### Consignes
A. Recopiez, s'il vous plaît, le passage de l'entretien sur l'interdiction des spectacles de Dieudonné qui commence à « BRUCE TOUSSAINT » et se termine à « ses spectacles ? ».
B. Poursuivez l'entretien sur l'interdiction des spectacles de Dieudonné à partir de sa dernière réplique.

### Texte
+ + +

NAJAT VALLAUD-BELKACEM
Bonjour.
BRUCE TOUSSAINT
Porte-parole du gouvernement, ministre des Droits des femmes. C'est une journée importante, notamment sur ce sujet, on va en parler dans un instant avec Christophe BARBIER. Mais d'abord, la tournée de Dieudonné démarre à Nantes, jeudi, on sait qu'une manifestation est prévue à Nantes, il est attendu également à Tours et à Orléans ce week-end. Ma question est très simple, pour démarrer : le gouvernement va-t-il tenter d'interdire ses spectacles ?
NAJAT VALLAUD-BELKACEM
Vous savez, la règle est bien simple, autant il est impossible, au niveau national, d'interdire une série de spectacles, autant au niveau local, les préfets doivent avoir la marge de manoeuvre nécessaire pour juger si ce spectacle porte atteinte à l'ordre public ou pas. Le Premier ministre voit Manuel VALLS ce matin même, ils finaliseront ensemble la circulaire qui va être adressée aux préfets, et dans laquelle il sera recommandé à ces derniers, sitôt que l'atteinte à l'ordre public est évidente, d'interdire, de fait le spectacle de monsieur Dieudonné, et ça devrait être le cas, d'ailleurs, à Nantes.
CHRISTOPHE BARBIER
Par exemple, à Nantes, le fait qu'il y ait une manifestation la veille et le spectacle le lendemain, ça peut justifier un trouble à l'ordre public, un danger sur l'ordre public.
NAJAT VALLAUD-BELKACEM
C'est cela. Ce qu'on considère généralement comme trouble à l'ordre public, c'est quand la tension est telle, et les oppositions à la tenue d'un spectacle sont un élément de tension, la tension est telle qu'elle risque de dégénérer.

+ + +

### Contenu du listing
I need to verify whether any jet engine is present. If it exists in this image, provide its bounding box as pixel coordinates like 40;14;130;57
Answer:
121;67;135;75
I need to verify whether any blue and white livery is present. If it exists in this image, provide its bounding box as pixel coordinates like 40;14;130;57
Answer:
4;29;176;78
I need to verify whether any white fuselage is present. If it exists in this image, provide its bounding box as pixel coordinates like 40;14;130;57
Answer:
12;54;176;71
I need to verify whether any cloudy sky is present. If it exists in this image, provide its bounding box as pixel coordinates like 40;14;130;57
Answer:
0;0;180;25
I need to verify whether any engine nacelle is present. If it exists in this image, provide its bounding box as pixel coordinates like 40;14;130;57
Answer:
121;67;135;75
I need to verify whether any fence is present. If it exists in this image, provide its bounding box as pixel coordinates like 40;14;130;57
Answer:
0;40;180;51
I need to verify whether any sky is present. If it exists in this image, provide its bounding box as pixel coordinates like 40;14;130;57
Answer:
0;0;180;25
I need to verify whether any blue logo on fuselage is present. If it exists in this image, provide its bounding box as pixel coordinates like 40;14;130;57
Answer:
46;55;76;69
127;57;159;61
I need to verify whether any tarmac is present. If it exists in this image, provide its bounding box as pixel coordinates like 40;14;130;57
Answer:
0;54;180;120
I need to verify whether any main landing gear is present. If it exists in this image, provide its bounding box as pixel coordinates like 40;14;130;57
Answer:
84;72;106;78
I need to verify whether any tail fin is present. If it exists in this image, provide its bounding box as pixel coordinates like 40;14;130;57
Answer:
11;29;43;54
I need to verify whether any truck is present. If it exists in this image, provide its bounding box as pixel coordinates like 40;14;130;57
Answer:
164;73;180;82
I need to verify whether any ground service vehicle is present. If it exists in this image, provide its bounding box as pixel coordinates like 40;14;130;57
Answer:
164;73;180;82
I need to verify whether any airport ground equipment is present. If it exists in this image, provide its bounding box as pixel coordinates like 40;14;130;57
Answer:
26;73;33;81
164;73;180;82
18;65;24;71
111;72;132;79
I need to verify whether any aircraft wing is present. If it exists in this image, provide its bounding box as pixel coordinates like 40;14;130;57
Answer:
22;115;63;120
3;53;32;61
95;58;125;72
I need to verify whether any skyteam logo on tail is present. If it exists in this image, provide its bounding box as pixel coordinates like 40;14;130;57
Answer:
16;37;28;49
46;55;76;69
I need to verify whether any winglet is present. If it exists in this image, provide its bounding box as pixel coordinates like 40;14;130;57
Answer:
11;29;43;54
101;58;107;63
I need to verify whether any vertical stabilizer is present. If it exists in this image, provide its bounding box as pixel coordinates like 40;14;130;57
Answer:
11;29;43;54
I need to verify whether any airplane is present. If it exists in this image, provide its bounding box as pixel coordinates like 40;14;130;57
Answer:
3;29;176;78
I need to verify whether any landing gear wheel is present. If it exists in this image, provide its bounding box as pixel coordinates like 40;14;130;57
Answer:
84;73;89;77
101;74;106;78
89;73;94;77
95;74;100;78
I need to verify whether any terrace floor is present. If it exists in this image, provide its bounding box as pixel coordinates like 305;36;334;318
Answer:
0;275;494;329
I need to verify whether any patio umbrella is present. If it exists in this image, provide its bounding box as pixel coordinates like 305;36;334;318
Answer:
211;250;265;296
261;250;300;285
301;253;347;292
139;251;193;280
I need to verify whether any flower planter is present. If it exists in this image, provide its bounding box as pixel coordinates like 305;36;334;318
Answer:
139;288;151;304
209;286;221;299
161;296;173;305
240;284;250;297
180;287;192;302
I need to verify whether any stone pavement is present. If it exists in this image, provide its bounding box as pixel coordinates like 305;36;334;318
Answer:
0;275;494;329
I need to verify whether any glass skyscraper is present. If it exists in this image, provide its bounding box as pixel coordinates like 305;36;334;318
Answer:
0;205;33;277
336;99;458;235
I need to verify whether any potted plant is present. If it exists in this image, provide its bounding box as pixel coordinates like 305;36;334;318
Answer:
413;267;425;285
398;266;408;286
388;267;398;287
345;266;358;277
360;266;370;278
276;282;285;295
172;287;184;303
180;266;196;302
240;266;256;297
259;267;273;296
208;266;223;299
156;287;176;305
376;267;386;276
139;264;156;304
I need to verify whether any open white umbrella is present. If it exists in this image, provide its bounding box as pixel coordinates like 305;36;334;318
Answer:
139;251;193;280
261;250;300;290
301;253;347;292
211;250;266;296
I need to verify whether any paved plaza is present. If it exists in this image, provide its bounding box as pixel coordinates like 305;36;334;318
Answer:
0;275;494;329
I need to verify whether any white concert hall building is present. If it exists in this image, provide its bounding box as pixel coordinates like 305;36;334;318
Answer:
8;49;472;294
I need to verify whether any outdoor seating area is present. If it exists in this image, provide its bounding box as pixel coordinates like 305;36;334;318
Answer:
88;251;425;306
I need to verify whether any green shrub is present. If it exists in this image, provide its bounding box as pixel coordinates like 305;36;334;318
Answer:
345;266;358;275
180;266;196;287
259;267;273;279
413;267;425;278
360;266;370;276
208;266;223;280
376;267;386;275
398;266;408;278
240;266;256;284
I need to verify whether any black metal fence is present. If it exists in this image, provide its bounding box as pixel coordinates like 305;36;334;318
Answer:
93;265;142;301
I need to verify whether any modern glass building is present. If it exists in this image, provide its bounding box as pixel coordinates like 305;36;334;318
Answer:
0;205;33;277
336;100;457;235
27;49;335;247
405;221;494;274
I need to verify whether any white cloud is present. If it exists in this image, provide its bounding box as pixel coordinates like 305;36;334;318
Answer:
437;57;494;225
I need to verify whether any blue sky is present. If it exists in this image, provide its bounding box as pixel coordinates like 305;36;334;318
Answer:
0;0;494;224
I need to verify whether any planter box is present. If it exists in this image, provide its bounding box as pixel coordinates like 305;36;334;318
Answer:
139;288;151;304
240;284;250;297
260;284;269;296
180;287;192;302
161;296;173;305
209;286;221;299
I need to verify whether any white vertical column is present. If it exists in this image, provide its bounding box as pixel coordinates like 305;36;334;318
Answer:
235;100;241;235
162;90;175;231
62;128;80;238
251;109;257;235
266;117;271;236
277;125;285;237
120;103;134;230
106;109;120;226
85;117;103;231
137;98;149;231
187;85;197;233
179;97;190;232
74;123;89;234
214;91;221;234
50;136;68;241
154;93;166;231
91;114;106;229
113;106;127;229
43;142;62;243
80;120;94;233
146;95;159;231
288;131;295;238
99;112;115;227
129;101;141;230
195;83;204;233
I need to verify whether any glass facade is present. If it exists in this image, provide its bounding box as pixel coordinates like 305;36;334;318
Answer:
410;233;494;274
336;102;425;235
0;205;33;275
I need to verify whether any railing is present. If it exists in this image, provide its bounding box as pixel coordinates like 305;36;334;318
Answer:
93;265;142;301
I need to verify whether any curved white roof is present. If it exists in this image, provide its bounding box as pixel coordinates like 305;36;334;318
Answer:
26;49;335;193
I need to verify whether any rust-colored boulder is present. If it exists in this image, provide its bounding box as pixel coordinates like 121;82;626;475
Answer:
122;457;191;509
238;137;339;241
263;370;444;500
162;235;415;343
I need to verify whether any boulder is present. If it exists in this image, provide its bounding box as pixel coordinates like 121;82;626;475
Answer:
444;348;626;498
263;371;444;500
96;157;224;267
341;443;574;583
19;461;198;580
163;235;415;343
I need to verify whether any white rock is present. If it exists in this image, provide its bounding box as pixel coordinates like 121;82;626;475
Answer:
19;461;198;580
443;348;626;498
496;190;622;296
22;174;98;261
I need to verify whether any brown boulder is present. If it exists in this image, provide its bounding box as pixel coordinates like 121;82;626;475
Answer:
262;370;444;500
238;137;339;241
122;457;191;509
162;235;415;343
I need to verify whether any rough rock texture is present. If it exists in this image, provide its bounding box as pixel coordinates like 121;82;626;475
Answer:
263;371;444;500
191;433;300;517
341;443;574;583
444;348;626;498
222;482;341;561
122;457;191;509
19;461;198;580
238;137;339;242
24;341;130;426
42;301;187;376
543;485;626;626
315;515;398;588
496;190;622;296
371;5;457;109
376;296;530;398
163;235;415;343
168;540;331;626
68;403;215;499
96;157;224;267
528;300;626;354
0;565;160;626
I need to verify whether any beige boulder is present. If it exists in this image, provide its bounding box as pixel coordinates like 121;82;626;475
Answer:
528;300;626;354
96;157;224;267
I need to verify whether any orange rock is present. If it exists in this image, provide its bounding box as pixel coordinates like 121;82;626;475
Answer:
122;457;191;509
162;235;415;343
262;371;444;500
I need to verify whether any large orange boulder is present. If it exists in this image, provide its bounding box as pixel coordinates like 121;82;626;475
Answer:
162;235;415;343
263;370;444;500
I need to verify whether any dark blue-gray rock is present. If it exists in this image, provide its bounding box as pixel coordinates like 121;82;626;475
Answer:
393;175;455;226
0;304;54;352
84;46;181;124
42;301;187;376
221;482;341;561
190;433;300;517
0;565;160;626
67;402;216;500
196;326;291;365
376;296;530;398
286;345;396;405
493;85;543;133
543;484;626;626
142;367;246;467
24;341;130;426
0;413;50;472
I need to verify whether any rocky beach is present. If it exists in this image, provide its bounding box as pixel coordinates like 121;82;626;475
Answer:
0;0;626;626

+ + +

### Réponses
A.
BRUCE TOUSSAINT
Porte-parole du gouvernement, ministre des Droits des femmes. C'est une journée importante, notamment sur ce sujet, on va en parler dans un instant avec Christophe BARBIER. Mais d'abord, la tournée de Dieudonné démarre à Nantes, jeudi, on sait qu'une manifestation est prévue à Nantes, il est attendu également à Tours et à Orléans ce week-end. Ma question est très simple, pour démarrer : le gouvernement va-t-il tenter d'interdire ses spectacles ?

B.
CHRISTOPHE BARBIER
Donc, vous appelez aussi les militants antiracistes à manifester à Tours, à Orléans, ailleurs, pour à chaque fois créer les conditions de ce trouble ?
NAJAT VALLAUD-BELKACEM
Pas nécessairement. Le trouble à l'ordre public peut aussi être constitué par le simple fait que les propos tenus par l'humoriste lui-même, soient des propos de haine, qui, là encore, génèrent une tension dans la population, dans la ville, dans la commune considérée, c'est aux préfets d'en juger.
CHRISTOPHE BARBIER
Est-ce qu'il ne faut pas faire pression sur les propriétaires des salles ou les exploitants des salles, généralement subventionnées, pour qu'ils ne programment plus Dieudonné ?
NAJAT VALLAUD-BELKACEM
Il y a une part de liberté de la part des gestionnaires de salles, donc c'est aussi à eux de dire quelle est leur position sur le sujet.
CHRISTOPHE BARBIER
Mais il y a de l'argent public, souvent.
NAJAT VALLAUD-BELKACEM
Alors, par exemple, dans le théâtre qui accueille monsieur Dieudonné à Paris, eh bien c'est un...
CHRISTOPHE BARBIER
Ah, c'est le sien.
NAJAT VALLAUD-BELKACEM
... théâtre privé, donc il n'y a pas d'argent public. Là où il y a de l'argent public, il y a toujours un dialogue entre les élus locaux, ceux qui subventionnent ces salles de spectacles et puis les directeurs de spectacles... de salles, pardon, mais moi je pense qu'il faut laisser à la fois la règle qui est la liberté d'expression, et ensuite, en fonction notamment des atteintes à l'ordre public, pouvoir intervenir et c'est ce que la circulaire adressée aux préfets ce matin permettra de préciser.
CHRISTOPHE BARBIER
Sur le fond, est-ce que l'antisémitisme progresse, en France ? Il y a du monde dans ses spectacles.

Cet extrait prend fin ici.